[Perintah Tugas 1]
Tentukan apakah setiap pernyataan berikut sesuai dengan teks tentang shumuud, lalu jawab ya atau tidak disertai kutipan kata-kata teks yang menjadi penentunya. (a) Dalam bahasa Arab, kata shumuud berarti kegigihan. (b) Shumuud dimaknai sebagai sikap bertahan secara pasif. (c) Ketika satu jari terluka, hanya jari itu yang merasakan sakit.

[Kutipan Dokumen]
··········

Ketika satu jari terluka, bukan hanya jari itu yang sakit, melainkan seluruh sistem saraf mengirimkan sinyal, detak jantung mungkin meningkat, dan otak menjadi waspada. Begitu pula dengan umat Islam. Penderitaan satu Muslim di Palestina seharusnya menjadi ‘panas demam’ dan ‘susah tidur’ bagi kita semua—sebuah empati kolektif yang menuntut respons nyata, bukan sekadar kata.
Shumuud: Api Perjuangan Bangsa Palestina
Dalam bertahan menghadapi tragedi kemanusiaan ini, bangsa Palestina telah mengajarkan dunia arti shumuud —keteguhan yang luar biasa. Kata shumuud ( ُصُمُوْد) dalam bahasa Arab berarti kegigihan. Namun, dalam konteks Palestina, maknanya jauh lebih dalam. Shumuud bukanlah sekadar bertahan pasif, melainkan sebuah perlawanan aktif melalui eksistensi.

··········

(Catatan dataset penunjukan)
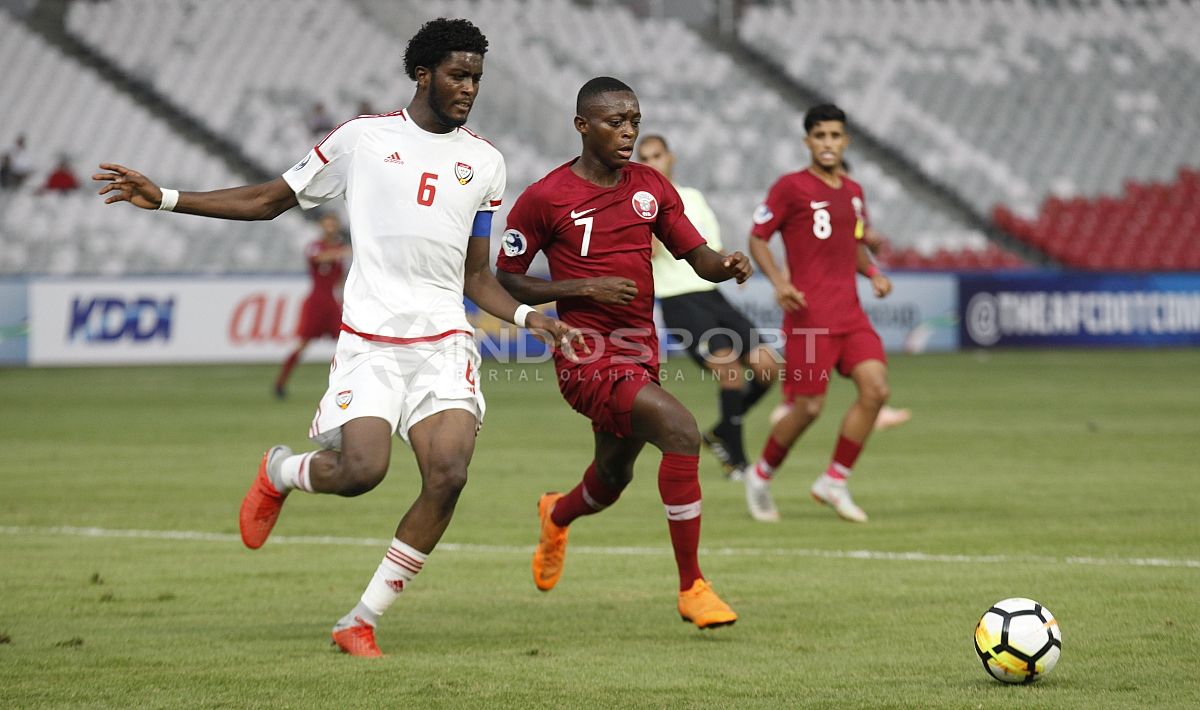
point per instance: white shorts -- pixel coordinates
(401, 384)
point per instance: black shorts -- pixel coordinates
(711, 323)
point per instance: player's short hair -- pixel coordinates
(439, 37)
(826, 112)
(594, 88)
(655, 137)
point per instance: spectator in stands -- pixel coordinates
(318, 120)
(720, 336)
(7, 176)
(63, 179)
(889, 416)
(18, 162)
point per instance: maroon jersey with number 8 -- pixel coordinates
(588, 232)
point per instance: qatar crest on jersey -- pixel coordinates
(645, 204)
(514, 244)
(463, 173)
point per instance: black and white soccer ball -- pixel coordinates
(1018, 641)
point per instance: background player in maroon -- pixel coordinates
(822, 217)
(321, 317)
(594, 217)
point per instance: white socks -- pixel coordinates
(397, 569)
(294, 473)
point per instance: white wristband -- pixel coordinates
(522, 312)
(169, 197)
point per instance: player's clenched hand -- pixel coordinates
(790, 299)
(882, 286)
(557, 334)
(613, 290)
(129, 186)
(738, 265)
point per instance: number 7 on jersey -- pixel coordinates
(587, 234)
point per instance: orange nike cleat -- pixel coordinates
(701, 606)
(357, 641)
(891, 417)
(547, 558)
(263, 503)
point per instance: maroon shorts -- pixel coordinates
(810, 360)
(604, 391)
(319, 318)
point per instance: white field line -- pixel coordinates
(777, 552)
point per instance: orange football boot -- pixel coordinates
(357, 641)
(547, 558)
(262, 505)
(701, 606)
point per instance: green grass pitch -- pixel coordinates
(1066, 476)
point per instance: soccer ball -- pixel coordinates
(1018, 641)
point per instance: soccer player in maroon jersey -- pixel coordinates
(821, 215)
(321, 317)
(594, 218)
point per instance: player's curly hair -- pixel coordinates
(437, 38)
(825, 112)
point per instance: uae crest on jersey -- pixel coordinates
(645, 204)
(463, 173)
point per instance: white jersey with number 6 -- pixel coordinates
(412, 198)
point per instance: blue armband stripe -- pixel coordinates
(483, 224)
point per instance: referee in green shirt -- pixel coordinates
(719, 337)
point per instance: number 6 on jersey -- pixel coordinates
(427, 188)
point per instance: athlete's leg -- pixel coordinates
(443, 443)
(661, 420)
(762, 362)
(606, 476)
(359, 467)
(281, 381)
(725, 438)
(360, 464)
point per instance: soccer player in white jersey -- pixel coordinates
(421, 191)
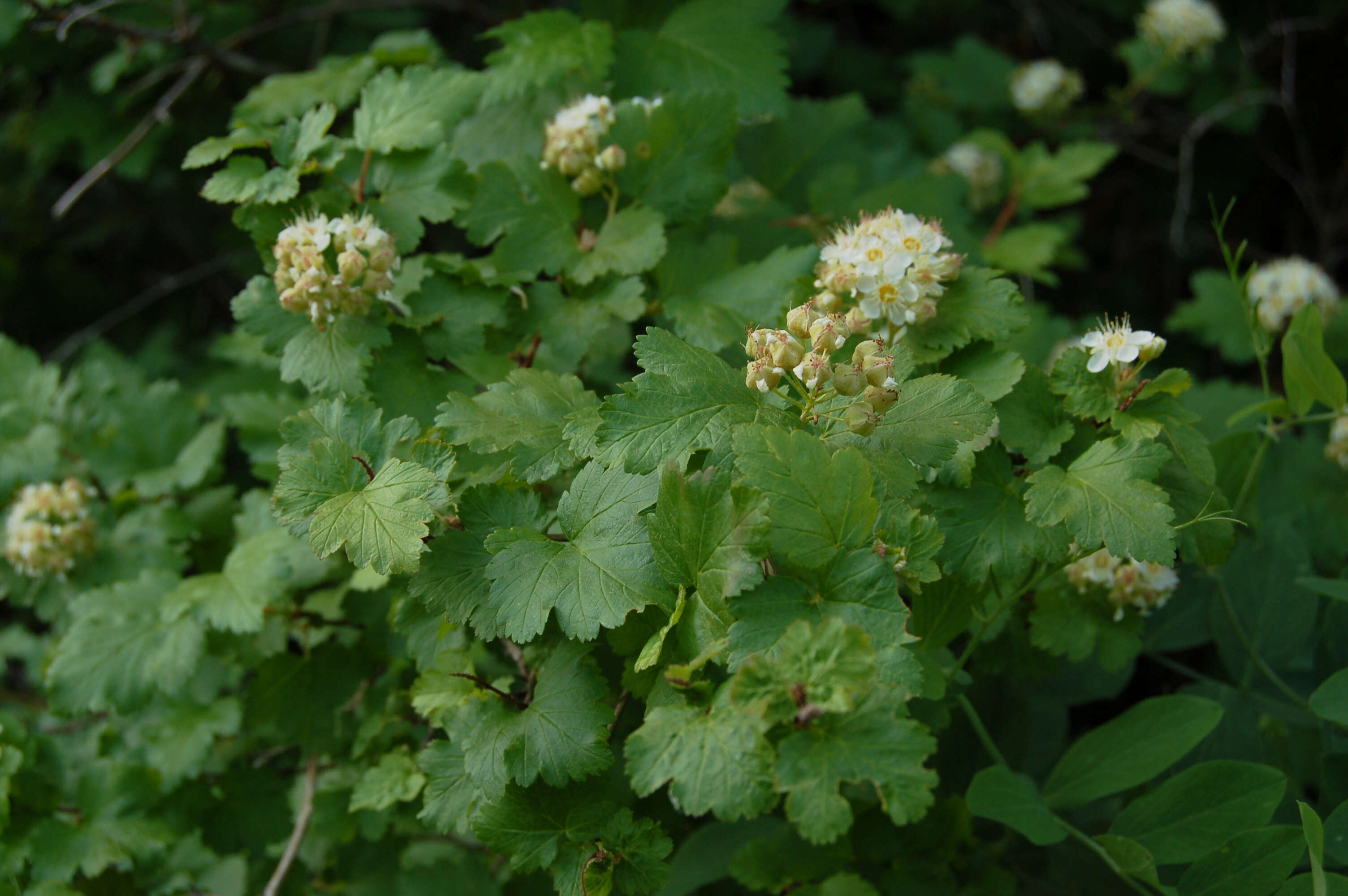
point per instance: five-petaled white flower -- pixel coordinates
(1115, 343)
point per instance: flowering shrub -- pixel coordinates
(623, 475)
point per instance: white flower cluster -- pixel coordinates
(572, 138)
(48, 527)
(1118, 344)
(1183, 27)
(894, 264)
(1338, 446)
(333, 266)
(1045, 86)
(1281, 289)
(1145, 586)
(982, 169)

··········

[Perintah Tugas 2]
Perbarui catatan mulai dari baris yang memuat "point per instance: flowering" sampai akhir catatan dengan mengganti "flowering shrub" menjadi "blooming shrub", tanpa mengubah bagian lainnya. Tuliskan hanya baris-baris tersebut.

[Jawaban Benar 1]
(a) Ya: "dalam bahasa Arab berarti kegigihan"
(b) Tidak: "Shumuud bukanlah sekadar bertahan pasif, melainkan sebuah perlawanan aktif melalui eksistensi."
(c) Tidak: "bukan hanya jari itu yang sakit"

[Jawaban Benar 2]
point per instance: blooming shrub -- pixel coordinates
(623, 475)
point per instance: white flower cluster -- pixel coordinates
(572, 138)
(48, 527)
(1118, 344)
(1183, 27)
(894, 264)
(1338, 446)
(333, 266)
(1045, 86)
(1281, 289)
(1145, 586)
(982, 169)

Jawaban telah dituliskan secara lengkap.